══ Given information ══

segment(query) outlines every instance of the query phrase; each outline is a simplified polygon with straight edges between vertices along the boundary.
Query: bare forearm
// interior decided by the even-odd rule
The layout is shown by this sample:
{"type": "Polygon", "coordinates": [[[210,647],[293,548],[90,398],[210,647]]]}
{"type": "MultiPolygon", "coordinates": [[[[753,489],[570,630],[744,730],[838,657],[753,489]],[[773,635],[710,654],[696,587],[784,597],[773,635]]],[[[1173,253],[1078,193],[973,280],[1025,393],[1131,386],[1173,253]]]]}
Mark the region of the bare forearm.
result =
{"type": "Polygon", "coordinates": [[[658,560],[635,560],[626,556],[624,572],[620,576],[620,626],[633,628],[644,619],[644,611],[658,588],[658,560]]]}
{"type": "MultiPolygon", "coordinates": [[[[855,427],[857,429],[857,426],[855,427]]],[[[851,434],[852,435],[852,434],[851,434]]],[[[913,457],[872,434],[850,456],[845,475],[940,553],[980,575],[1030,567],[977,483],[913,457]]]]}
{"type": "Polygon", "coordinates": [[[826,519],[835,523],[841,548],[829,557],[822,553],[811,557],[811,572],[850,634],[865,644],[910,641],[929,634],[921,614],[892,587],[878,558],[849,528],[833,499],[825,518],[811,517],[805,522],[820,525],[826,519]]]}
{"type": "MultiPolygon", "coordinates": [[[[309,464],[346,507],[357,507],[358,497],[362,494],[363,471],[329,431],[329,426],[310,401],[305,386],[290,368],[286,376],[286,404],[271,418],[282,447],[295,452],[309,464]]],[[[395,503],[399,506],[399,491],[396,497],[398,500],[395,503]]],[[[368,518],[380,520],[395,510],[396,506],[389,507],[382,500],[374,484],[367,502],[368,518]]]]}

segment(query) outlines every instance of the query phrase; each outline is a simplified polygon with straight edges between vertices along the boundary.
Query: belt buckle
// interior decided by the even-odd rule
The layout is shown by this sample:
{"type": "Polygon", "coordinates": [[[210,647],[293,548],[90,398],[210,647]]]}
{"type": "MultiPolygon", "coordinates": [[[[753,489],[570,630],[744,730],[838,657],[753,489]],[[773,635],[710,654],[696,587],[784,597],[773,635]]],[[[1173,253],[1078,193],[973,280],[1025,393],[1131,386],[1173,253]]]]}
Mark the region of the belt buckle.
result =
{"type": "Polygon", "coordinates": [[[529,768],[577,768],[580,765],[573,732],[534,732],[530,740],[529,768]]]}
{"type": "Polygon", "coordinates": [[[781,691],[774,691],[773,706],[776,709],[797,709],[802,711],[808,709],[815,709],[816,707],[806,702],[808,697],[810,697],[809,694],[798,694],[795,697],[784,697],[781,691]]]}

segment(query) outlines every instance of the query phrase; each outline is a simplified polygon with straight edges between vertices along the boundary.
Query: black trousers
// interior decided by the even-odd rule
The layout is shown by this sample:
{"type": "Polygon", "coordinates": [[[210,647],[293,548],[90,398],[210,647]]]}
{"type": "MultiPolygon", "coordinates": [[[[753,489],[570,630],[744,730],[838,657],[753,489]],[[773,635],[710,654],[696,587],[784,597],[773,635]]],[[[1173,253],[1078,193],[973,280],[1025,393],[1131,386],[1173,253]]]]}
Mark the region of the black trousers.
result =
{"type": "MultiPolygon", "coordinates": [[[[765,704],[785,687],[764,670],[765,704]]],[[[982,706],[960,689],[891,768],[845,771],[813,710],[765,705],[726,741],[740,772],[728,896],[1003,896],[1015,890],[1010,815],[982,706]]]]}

═══

§ What the task requires
Type the whole listing again, unaltered.

§ The completed task
segment(query) outlines every instance of the query phrase; each outline is a simplified polygon with straight edges between vertices along the boundary.
Query: bare forearm
// interior decided by the even-odd rule
The layout is shown by this sample:
{"type": "Polygon", "coordinates": [[[210,647],[293,548],[90,398],[210,647]]]}
{"type": "MultiPolygon", "coordinates": [[[[753,489],[570,630],[744,730],[838,657],[753,489]],[[773,635],[710,654],[696,587],[784,597],[773,635]]],[[[1173,253],[1078,193],[973,280],[1025,393],[1131,386],[1173,253]]]]}
Mark the region of the bare forearm.
result =
{"type": "Polygon", "coordinates": [[[658,560],[635,560],[626,556],[624,572],[620,576],[620,626],[633,628],[644,619],[644,611],[658,588],[658,560]]]}
{"type": "MultiPolygon", "coordinates": [[[[855,427],[857,429],[857,426],[855,427]]],[[[851,434],[852,435],[852,434],[851,434]]],[[[913,457],[872,434],[850,456],[845,475],[940,553],[980,575],[1030,567],[977,483],[913,457]]]]}
{"type": "Polygon", "coordinates": [[[826,519],[835,523],[841,548],[829,557],[822,553],[811,557],[811,572],[850,634],[865,644],[910,641],[929,634],[921,614],[892,587],[878,558],[849,528],[833,499],[825,518],[811,517],[805,522],[820,525],[826,519]]]}
{"type": "MultiPolygon", "coordinates": [[[[309,464],[346,507],[357,507],[358,497],[362,494],[363,471],[329,431],[329,426],[310,401],[305,386],[290,368],[286,376],[286,404],[271,418],[282,447],[295,452],[309,464]]],[[[395,503],[399,506],[399,491],[396,497],[398,500],[395,503]]],[[[368,518],[380,520],[395,510],[396,506],[389,507],[382,500],[374,484],[367,502],[368,518]]]]}

segment(query) outlines every instance of the query phrase; each outline is a simplified polygon with straight edges between vertices along the boundary.
Query: belt buckle
// interior decided by the even-odd rule
The layout is shown by this sample:
{"type": "Polygon", "coordinates": [[[210,647],[293,548],[90,398],[210,647]]]}
{"type": "MultiPolygon", "coordinates": [[[[753,489],[570,630],[744,730],[838,657],[753,489]],[[773,635],[710,654],[696,587],[784,597],[773,635]]],[[[1173,253],[1078,193],[973,280],[1025,393],[1131,386],[1173,253]]]]}
Mark the region of the belt buckle.
result =
{"type": "Polygon", "coordinates": [[[529,768],[577,768],[580,765],[573,732],[534,732],[530,740],[529,768]]]}
{"type": "Polygon", "coordinates": [[[781,691],[774,691],[773,706],[776,709],[797,709],[802,711],[808,709],[815,709],[816,707],[806,702],[808,697],[810,697],[809,694],[798,694],[795,697],[784,697],[781,691]]]}

segment(query) outlines every instance of the query phrase; each outline is a simplified polygon with straight edges between vertices along the boundary.
Query: black trousers
// interior decided by the even-odd rule
The layout is shown by this sample:
{"type": "Polygon", "coordinates": [[[210,647],[293,548],[90,398],[210,647]]]}
{"type": "MultiPolygon", "coordinates": [[[[753,489],[570,630],[744,730],[838,657],[753,489]],[[773,635],[710,654],[696,587],[784,597],[773,635]]],[[[1173,253],[1078,193],[973,280],[1025,393],[1131,386],[1173,253]]]]}
Mark the region of the black trousers.
result =
{"type": "MultiPolygon", "coordinates": [[[[765,704],[785,687],[764,670],[765,704]]],[[[982,706],[960,689],[891,768],[845,771],[813,710],[765,705],[726,741],[740,772],[728,896],[1003,896],[1015,890],[1010,815],[982,706]]]]}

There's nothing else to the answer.